##### Provided data #####
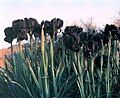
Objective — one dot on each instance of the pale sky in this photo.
(102, 11)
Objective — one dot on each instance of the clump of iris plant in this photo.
(10, 35)
(71, 38)
(110, 31)
(52, 27)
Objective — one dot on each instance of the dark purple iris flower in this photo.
(71, 38)
(110, 30)
(57, 23)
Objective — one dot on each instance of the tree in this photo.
(117, 20)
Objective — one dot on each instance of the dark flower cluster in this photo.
(74, 37)
(21, 27)
(71, 38)
(111, 31)
(52, 27)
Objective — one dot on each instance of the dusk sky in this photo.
(102, 11)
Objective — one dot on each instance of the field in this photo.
(78, 64)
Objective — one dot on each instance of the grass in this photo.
(47, 74)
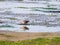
#####
:: Requirement ::
Return every line of the items above verbatim, with the pictures left out.

:: Expected output ::
Objective — one dot on each instance of the pale sky in this photo.
(102, 11)
Objective — one dot on each instance of the clump of iris plant in this photo.
(10, 35)
(71, 38)
(110, 31)
(52, 27)
Objective — one dot on each instance of the dark purple iris flower in this photo.
(71, 38)
(110, 30)
(57, 23)
Objective — one dot on each instance of the tree in this photo.
(117, 20)
Objective — one dot on each instance of the dark flower cluster in this photo.
(74, 37)
(21, 27)
(71, 38)
(111, 31)
(52, 27)
Objective — one dot on each instance of the dusk sky in this photo.
(102, 11)
Objective — one dot on each instance of the field in this photo.
(78, 64)
Objective — one dot on each instance of the grass in this photo.
(47, 74)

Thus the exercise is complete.